» **WHAT THIS EXERCISE ASKS**:
1. Answer these questions from the article on spay and neuter timing in dogs, each answer on its own line and marked like its question.
(a) At what age has surgical alteration of dogs been the standard for a generation of veterinarians?
(b) How many dogs were randomly divided into spay and control groups in the study by Kim, Yeon, Houpt, et al.?
(c) How many dog owners took the online survey on the author's website?
2. Reproduce the part of the article on spay and neuter timing in dogs starting with "Duffy reported that" and going on through "spayed were calmer.".
3. Write the next part of the article on spay and neuter timing in dogs, picking up after its final line.

Segment Start: DOCUMENT EXCERPT

What Is the Controversy? Should Spaying and Neutering Be Delayed in Dogs for Behavioral Reasons?
Surgically altering dogs at 6–7 months of age has been the standard for a generation of veterinarians. Within the last decade, evidence has mounted medically and behaviorally to indicate that for some individuals, alteration at a young age may have deleterious effects. With that said, there is continuing evidence that spaying and neutering reduces relinquishment and various unruly and sexual behaviors. The purpose of this paper it not to persuade the reader to a specific conclusion, but to present representative studies to stimulate critical thinking and discussion.
Does Early Spaying Increase the Likelihood of Aggression and Fear in Female Dogs?
In a study by Kim, Yeon, Houpt, et al. 16 dogs between 5–10 months of age were randomly divided into spay and control groups. Their behavior was analyzed at 4 months and 5 months post op. Dogs who were spayed showed increased duration and deeper pitched territorial barking.
Duffy reported that in a survey of 1552 dog owners who were also members of pure bred dog breed clubs that owners of spayed dogs were significantly more likely to report aggression toward strangers, fear of people and sensitivity to touch. In addition, evidence was presented to support that spaying increases interdog aggression, but only in certain breeds. In another survey by the same author of 3593 dog owners who visited the author’s website to take the online survey, owners of spayed dogs were significantly more likely to complain of dog and owner directed fear and aggression; touch sensitivity and fear. Dogs who were spayed were calmer.
Does Keeping Male Dogs Intact Protect Them from Cognitive Dysfunction?

Segment End: DOCUMENT EXCERPT
Segment Start: INFORMATION GIVEN

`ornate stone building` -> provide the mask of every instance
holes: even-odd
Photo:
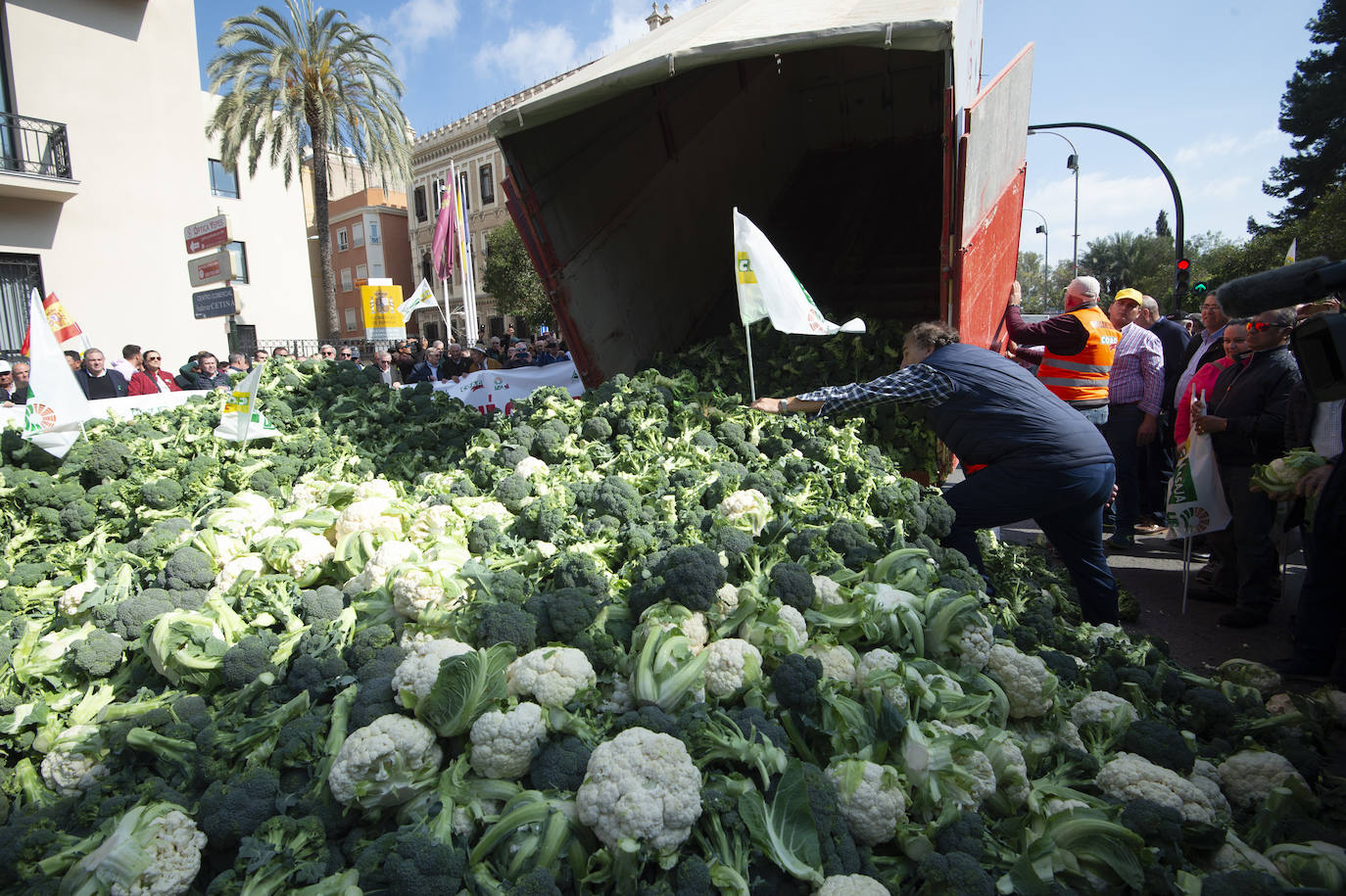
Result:
[[[476,273],[476,319],[481,332],[463,334],[463,277],[456,269],[448,285],[448,316],[454,339],[475,339],[501,335],[506,320],[495,307],[494,296],[483,292],[486,276],[486,235],[509,221],[505,210],[505,156],[487,130],[487,124],[499,113],[569,77],[569,71],[544,81],[528,90],[463,116],[458,121],[416,137],[412,143],[412,182],[408,191],[408,238],[412,246],[412,268],[416,278],[424,277],[443,300],[441,284],[435,280],[431,265],[431,242],[435,219],[439,215],[440,195],[448,180],[452,161],[458,171],[458,190],[467,200],[467,229],[471,235],[472,265]],[[436,311],[417,311],[406,324],[406,335],[420,334],[427,339],[447,339],[444,319]]]

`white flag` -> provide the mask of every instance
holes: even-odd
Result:
[[[226,441],[248,441],[271,439],[276,435],[276,426],[257,409],[257,383],[261,382],[264,366],[254,366],[225,398],[225,409],[219,414],[219,425],[215,426],[218,437]]]
[[[864,322],[852,318],[835,324],[813,304],[766,234],[734,210],[734,276],[739,284],[739,315],[743,324],[770,318],[781,332],[830,336],[835,332],[864,332]]]
[[[416,292],[413,292],[406,301],[397,305],[397,313],[402,318],[409,318],[413,311],[437,307],[439,304],[435,301],[435,291],[431,289],[429,284],[425,283],[425,278],[421,277],[420,284],[416,287]]]
[[[89,400],[57,344],[36,289],[28,300],[28,332],[32,367],[28,404],[23,409],[23,437],[47,453],[65,457],[90,416]]]

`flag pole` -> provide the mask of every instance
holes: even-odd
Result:
[[[743,324],[743,338],[748,343],[748,389],[752,390],[752,401],[756,401],[756,374],[752,373],[752,324]]]

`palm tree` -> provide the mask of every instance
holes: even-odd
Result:
[[[210,91],[223,93],[206,136],[219,136],[225,164],[237,164],[246,147],[248,175],[268,152],[285,186],[304,147],[314,153],[314,214],[323,268],[327,328],[336,335],[336,277],[328,233],[328,152],[353,155],[362,170],[408,178],[411,147],[406,116],[397,101],[402,83],[378,47],[386,43],[351,23],[338,9],[312,0],[285,0],[285,15],[257,7],[250,16],[225,22],[221,52],[206,74]]]

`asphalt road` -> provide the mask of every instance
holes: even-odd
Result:
[[[1036,542],[1042,531],[1027,521],[1003,526],[1000,535],[1005,541]],[[1215,620],[1229,607],[1189,600],[1183,609],[1182,542],[1159,535],[1136,535],[1133,550],[1108,553],[1117,583],[1140,604],[1140,619],[1124,627],[1133,635],[1166,639],[1174,658],[1197,673],[1209,671],[1236,657],[1260,663],[1284,659],[1291,652],[1289,624],[1304,577],[1298,537],[1292,537],[1287,548],[1283,597],[1272,608],[1271,619],[1257,628],[1225,628]],[[1193,560],[1191,573],[1195,574],[1203,564],[1203,560]],[[1201,587],[1195,578],[1190,585],[1193,589]]]

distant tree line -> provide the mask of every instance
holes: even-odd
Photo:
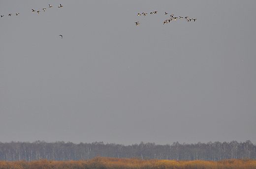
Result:
[[[136,159],[217,161],[241,158],[256,159],[256,145],[248,140],[238,143],[216,142],[197,144],[174,142],[172,145],[144,143],[131,145],[103,142],[80,143],[0,142],[0,161],[28,161],[39,159],[55,161],[87,160],[97,156]]]

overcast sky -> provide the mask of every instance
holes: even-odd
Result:
[[[1,0],[0,142],[256,144],[256,8]]]

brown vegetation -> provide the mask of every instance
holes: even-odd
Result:
[[[256,160],[231,159],[218,162],[138,160],[136,158],[116,158],[97,157],[88,161],[57,161],[40,160],[28,162],[0,161],[0,169],[256,169]]]

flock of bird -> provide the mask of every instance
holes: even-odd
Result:
[[[52,6],[52,5],[51,5],[50,4],[49,4],[49,8],[51,8],[51,7],[53,7],[53,6]],[[59,8],[61,8],[61,7],[63,7],[63,6],[60,3],[60,5],[59,5],[58,7]],[[31,9],[32,10],[32,12],[35,12],[35,11],[36,11],[35,10],[33,10],[33,9]],[[44,11],[44,12],[45,12],[45,10],[46,9],[46,8],[42,8],[42,9],[43,10],[43,11]],[[41,12],[41,11],[39,11],[39,10],[36,11],[36,12],[37,12],[38,14],[39,14],[39,13],[40,12]],[[15,14],[15,15],[16,15],[16,16],[18,16],[19,14],[20,14],[19,13],[16,13]],[[9,15],[8,15],[9,16],[10,16],[10,17],[11,17],[11,15],[12,15],[12,14],[9,14]],[[0,16],[1,16],[1,18],[2,18],[2,17],[3,17],[3,16],[4,16],[4,15],[1,15]],[[59,35],[59,36],[61,36],[62,39],[63,38],[63,35]]]
[[[158,11],[151,12],[150,12],[150,14],[156,14],[158,12]],[[143,15],[144,16],[146,16],[146,15],[147,15],[147,14],[148,14],[147,13],[143,12],[141,14],[140,14],[138,13],[138,14],[137,15],[137,16]],[[168,15],[168,13],[167,13],[166,12],[164,12],[164,15]],[[196,18],[195,18],[195,19],[189,18],[189,17],[182,17],[180,16],[179,16],[179,17],[174,17],[174,15],[170,15],[170,18],[169,19],[166,20],[165,21],[163,21],[163,24],[168,24],[168,23],[170,23],[170,22],[172,21],[172,20],[174,20],[174,21],[175,21],[176,19],[178,19],[178,18],[179,18],[179,19],[184,18],[188,21],[188,22],[191,22],[192,20],[194,21],[194,22],[195,22],[195,20],[196,20]],[[135,24],[136,25],[137,25],[138,24],[139,24],[138,21],[135,22]]]

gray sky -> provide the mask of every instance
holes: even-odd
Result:
[[[0,142],[256,144],[256,8],[0,0]]]

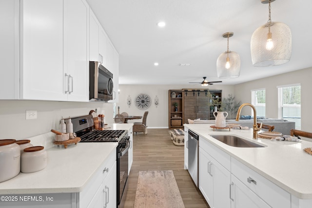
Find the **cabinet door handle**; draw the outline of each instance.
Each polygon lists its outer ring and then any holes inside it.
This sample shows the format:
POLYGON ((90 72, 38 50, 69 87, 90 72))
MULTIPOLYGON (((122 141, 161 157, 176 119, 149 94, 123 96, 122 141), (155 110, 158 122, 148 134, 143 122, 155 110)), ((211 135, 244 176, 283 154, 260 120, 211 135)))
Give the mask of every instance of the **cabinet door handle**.
POLYGON ((250 177, 248 177, 248 178, 247 178, 247 182, 248 183, 249 183, 250 184, 251 184, 252 182, 254 183, 255 185, 257 185, 257 182, 256 181, 255 181, 252 178, 251 178, 250 177))
POLYGON ((212 173, 212 172, 211 172, 211 170, 212 170, 212 169, 213 168, 212 168, 213 167, 213 163, 212 163, 212 162, 210 162, 210 168, 209 169, 210 169, 210 171, 209 174, 210 174, 210 175, 211 175, 212 176, 213 176, 213 173, 212 173))
MULTIPOLYGON (((106 202, 106 198, 107 198, 107 192, 105 190, 106 188, 106 187, 105 187, 105 189, 103 189, 103 193, 105 193, 105 203, 103 202, 103 207, 104 208, 106 208, 106 207, 107 206, 107 202, 106 202)), ((103 197, 104 197, 104 195, 103 195, 103 197)))
POLYGON ((68 75, 65 73, 65 86, 66 87, 66 89, 65 90, 65 93, 66 94, 69 92, 69 78, 68 78, 68 75), (67 78, 66 78, 66 76, 67 78), (67 84, 66 84, 66 80, 67 81, 67 84))
MULTIPOLYGON (((69 86, 69 79, 71 79, 72 80, 72 90, 71 90, 69 92, 69 94, 70 94, 71 93, 72 93, 73 91, 74 91, 74 84, 73 84, 73 82, 74 82, 74 79, 73 78, 72 76, 70 76, 70 75, 68 75, 68 85, 69 86)), ((69 90, 69 87, 68 87, 68 90, 69 90)))
POLYGON ((108 168, 106 168, 104 169, 104 170, 103 170, 103 173, 104 173, 104 172, 108 172, 108 168))
POLYGON ((232 186, 234 185, 234 183, 232 182, 230 184, 230 199, 234 201, 234 199, 232 198, 232 186))
POLYGON ((107 204, 109 202, 109 189, 107 186, 105 186, 105 189, 107 189, 107 197, 106 197, 106 199, 107 199, 107 201, 105 200, 105 202, 106 202, 106 204, 107 204))
POLYGON ((209 173, 209 175, 210 175, 210 161, 208 162, 208 163, 207 163, 207 172, 208 172, 208 173, 209 173))

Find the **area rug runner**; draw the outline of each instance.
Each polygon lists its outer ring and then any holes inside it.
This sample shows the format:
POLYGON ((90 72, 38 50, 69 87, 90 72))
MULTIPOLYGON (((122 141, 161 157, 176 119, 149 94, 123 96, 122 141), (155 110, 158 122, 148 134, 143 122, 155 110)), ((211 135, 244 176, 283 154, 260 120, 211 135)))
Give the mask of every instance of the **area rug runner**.
POLYGON ((173 171, 140 171, 134 208, 184 208, 173 171))

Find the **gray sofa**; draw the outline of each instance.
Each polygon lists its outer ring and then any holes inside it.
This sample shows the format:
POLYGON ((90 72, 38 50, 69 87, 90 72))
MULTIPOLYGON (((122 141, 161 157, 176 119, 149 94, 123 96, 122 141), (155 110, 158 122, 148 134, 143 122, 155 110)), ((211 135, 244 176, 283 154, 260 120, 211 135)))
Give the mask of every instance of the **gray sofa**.
MULTIPOLYGON (((214 125, 215 121, 214 120, 194 120, 194 124, 211 124, 214 125)), ((254 119, 242 119, 236 121, 235 119, 227 119, 227 123, 239 123, 242 126, 247 126, 252 128, 254 125, 254 119)), ((277 118, 258 118, 257 123, 262 123, 263 124, 274 125, 274 132, 280 132, 284 135, 290 135, 292 129, 295 128, 295 122, 288 121, 287 120, 277 118)))

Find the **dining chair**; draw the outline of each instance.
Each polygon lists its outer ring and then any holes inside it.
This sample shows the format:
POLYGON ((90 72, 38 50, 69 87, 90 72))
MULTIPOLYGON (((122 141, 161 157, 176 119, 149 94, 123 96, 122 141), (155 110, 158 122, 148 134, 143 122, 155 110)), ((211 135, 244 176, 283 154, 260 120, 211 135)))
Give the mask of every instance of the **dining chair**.
POLYGON ((116 123, 123 123, 125 122, 125 117, 121 114, 117 114, 115 116, 114 121, 116 123))
POLYGON ((310 132, 303 132, 300 130, 297 130, 295 129, 291 130, 291 136, 296 136, 298 137, 298 139, 300 138, 299 136, 312 139, 312 133, 310 133, 310 132))
MULTIPOLYGON (((260 123, 257 123, 257 125, 258 126, 258 128, 260 128, 260 126, 261 126, 261 124, 260 123)), ((272 132, 274 129, 274 126, 271 126, 267 124, 262 124, 261 126, 261 129, 267 129, 268 132, 272 132)))
POLYGON ((138 132, 143 132, 144 134, 147 134, 147 126, 146 126, 146 118, 148 111, 144 112, 141 122, 135 122, 133 123, 133 132, 136 133, 138 132))

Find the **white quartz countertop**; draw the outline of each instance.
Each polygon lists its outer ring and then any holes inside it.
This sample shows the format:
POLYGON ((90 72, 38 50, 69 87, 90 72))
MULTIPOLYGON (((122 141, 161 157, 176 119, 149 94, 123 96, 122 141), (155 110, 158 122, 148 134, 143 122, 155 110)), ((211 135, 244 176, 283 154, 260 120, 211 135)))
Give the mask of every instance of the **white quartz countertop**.
MULTIPOLYGON (((107 126, 110 130, 122 130, 132 129, 133 125, 108 124, 107 126)), ((35 139, 30 140, 35 142, 35 139)), ((49 142, 42 144, 52 146, 49 142)), ((0 183, 0 194, 80 192, 109 155, 116 154, 117 145, 117 142, 79 142, 69 145, 67 149, 53 146, 46 150, 47 165, 44 169, 29 173, 20 172, 0 183)))
POLYGON ((312 199, 312 155, 303 151, 306 148, 312 148, 312 142, 272 141, 260 138, 256 140, 252 138, 251 129, 214 131, 211 125, 184 124, 212 144, 294 196, 299 199, 312 199), (265 147, 232 147, 210 136, 224 134, 238 136, 265 147))

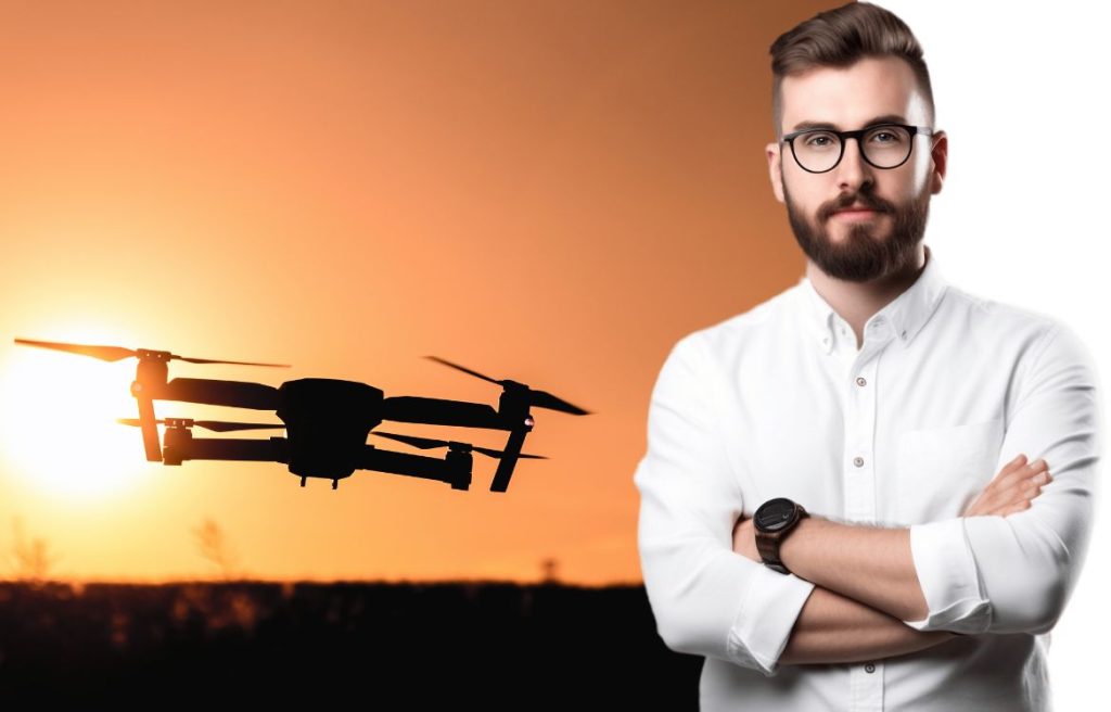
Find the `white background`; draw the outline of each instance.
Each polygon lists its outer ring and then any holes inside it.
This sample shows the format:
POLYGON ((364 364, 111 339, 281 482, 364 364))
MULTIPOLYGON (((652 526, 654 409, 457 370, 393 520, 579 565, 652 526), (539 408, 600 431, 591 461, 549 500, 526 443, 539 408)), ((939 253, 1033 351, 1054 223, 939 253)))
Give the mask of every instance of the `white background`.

Segment End: INFORMATION GIVEN

» **ANSWERS BY TASK**:
1.
(a) 6–7 months of age.
(b) 16 dogs.
(c) 3593.

2.
Duffy reported that in a survey of 1552 dog owners who were also members of pure bred dog breed clubs that owners of spayed dogs were significantly more likely to report aggression toward strangers, fear of people and sensitivity to touch. In addition, evidence was presented to support that spaying increases interdog aggression, but only in certain breeds. In another survey by the same author of 3593 dog owners who visited the author’s website to take the online survey, owners of spayed dogs were significantly more likely to complain of dog and owner directed fear and aggression; touch sensitivity and fear. Dogs who were spayed were calmer.

3.
Hart found that in a group of 76 male dogs that intact male dogs were significantly less likely to suffer from age-related cognitive impairment. With dogs living well into their teens, more dogs will be at risk for cognitive impairment and leaving them intact may slow these changes at the end of life.
Does Neutering Male Dogs Make Them More Aggressive or Fearful?
In the study of 3593 dogs conducted by Duffy and mentioned above, owners of male dogs were significantly more likely to report dog and people directed aggression in neutered male dogs. Dogs who were neutered were less likely to urine mark and were calmer.
Farhoody and Zink reported significant differences in levels of aggression in intact dogs versus neutered dogs. Dogs who were neutered at less than 12 months had the highest levels of aggression with dogs neutered at 13–18 months being the closest to the intact dogs in aggression level. In addition, fear and anxiety was significantly higher in groups of dogs who were neutered when compared with intact dogs. In this study, the target of the aggression (e.g., human, dog) and the type of aggression (e.g., territorial, fear) was not identified making it difficult to draw very specific conclusions about the results.
However, in all three groups of neutered dogs, the level of aggression and fear was significantly higher than the intact dogs.
Hart and Eckstein found that urine marking, mounting and fighting with other dogs were all reduced significantly or eliminated by neutering in 50–60% of the dogs. There was no change in the behavior of dogs who had fear related aggression and territorial aggression. In a similar study by Maarschalkerweerd, Endenberg et al. 60% of dogs who were neutered showed a decrease in sexual behavior, inter-male aggression, roaming and marking. In 50% of the dogs who were neutered, owners reported that the dog was calmer.
Spain, Scarlett et al. found that dogs who were spayed and neutered prior to one year of age were more likely to exhibit noise phobias and sexual behaviors while they were less likely to exhibit separation anxiety, inappropriate elimination when frightened and to be relinquished.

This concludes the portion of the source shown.